- TEXT TO READ
Raytheon Co. was wrong in cutting off health benefits for some of its retirees, a federal appeals court ruled Tuesday.
A three-judge panel of the 9th Circuit Court of Appeals said the company and its predecessor, Hughes Missile Systems, made explicit promises to those who agreed to retire early that their health insurance would be paid in full until they reach age 65. The judges rejected arguments by company attorneys that the company was released from that obligation by subsequent collective bargaining agreements.
Tuesday's decision most immediately affects up to 600 retirees who were forced in 2004 to start making payments to their retirement coverage. Those payments continued until a trial judge ruled in favor of the former workers and ordered the company to start picking up the cost again.
This ruling, unless overturned, continues the payments.
But attorney Robert M. Gregory, who filed this lawsuit, said the decision could help a separate group of about 200 retirees who are pursuing their own claims in a separate legal action. That case has been on hold awaiting Tuesday's ruling.
Company officials had no immediate response to the decision.

- TASKS TO PERFORM
1. In the article on the Raytheon retiree ruling, how many retirees make up the separate group pursuing their own claims?
2. Condense the paragraph of the article on the Raytheon retiree ruling that begins "A three-judge panel of the 9th Circuit" into a short bulleted list that keeps its main facts.
3. List every organization named in the article on the Raytheon retiree ruling.
Nothing in the listing is needed here.

- Coordinate annotation listing
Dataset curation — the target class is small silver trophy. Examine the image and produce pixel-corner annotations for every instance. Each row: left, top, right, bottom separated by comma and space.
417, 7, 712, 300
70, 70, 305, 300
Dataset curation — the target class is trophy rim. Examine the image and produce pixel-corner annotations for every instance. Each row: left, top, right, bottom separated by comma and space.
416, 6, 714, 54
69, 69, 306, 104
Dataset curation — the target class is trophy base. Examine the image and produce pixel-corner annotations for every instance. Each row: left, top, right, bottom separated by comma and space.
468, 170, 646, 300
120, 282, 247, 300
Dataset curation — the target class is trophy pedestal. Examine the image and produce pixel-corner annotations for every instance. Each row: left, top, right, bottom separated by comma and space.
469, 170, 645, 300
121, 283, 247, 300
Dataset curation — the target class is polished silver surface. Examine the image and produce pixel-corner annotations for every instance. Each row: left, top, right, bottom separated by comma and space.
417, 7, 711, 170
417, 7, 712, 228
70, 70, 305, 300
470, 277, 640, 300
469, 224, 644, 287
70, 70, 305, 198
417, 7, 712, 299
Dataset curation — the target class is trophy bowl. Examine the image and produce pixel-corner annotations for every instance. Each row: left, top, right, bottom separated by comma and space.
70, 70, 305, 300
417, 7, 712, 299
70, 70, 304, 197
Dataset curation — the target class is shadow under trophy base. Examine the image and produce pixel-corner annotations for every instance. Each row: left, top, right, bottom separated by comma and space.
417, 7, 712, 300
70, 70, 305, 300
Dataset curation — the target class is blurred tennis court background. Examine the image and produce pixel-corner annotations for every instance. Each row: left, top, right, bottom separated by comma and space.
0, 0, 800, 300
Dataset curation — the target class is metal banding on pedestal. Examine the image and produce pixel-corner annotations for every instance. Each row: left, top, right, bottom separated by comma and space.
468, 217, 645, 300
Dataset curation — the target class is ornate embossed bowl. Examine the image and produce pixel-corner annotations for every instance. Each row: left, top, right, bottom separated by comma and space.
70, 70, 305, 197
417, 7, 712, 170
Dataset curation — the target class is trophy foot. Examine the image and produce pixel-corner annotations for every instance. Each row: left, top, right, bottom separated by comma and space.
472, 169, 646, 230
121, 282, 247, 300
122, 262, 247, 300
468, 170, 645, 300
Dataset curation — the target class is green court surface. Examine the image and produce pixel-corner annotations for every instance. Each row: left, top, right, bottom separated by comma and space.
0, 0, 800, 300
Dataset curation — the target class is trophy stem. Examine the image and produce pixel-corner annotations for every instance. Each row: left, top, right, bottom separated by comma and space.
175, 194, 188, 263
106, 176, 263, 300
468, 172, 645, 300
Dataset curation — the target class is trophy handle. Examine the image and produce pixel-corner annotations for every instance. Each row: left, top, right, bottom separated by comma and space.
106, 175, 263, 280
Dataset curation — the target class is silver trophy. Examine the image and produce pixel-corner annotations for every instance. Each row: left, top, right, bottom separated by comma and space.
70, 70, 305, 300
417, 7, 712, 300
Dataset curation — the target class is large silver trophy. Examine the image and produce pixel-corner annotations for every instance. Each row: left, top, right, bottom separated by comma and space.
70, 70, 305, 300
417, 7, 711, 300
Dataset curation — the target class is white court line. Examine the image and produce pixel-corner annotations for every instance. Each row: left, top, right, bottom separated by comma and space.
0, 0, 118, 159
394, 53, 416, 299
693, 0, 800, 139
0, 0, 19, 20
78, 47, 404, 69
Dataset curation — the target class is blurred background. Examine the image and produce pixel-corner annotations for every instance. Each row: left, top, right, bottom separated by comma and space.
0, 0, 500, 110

- ANSWERS TO THE EXERCISES
1. About 200 retirees.

2.
- A three-judge panel of the 9th Circuit Court of Appeals ruled on the case.
- The panel found that Raytheon and its predecessor, Hughes Missile Systems, explicitly promised early retirees fully paid health insurance until age 65.
- The judges rejected the company attorneys' argument that later collective bargaining agreements released the company from that obligation.

3.
- Raytheon Co.
- Hughes Missile Systems
- 9th Circuit Court of Appeals